Stored entries:
..............................
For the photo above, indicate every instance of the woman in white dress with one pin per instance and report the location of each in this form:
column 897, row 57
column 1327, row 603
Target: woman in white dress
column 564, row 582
..............................
■ **WHAT TO DO**
Write each record above out again exactly as it reads.

■ **RESULT OF THIS TASK**
For the photo above, indicate every instance of the woman in white dress with one pin per instance and report the location of each in this form:
column 897, row 57
column 1327, row 603
Target: woman in white dress
column 564, row 582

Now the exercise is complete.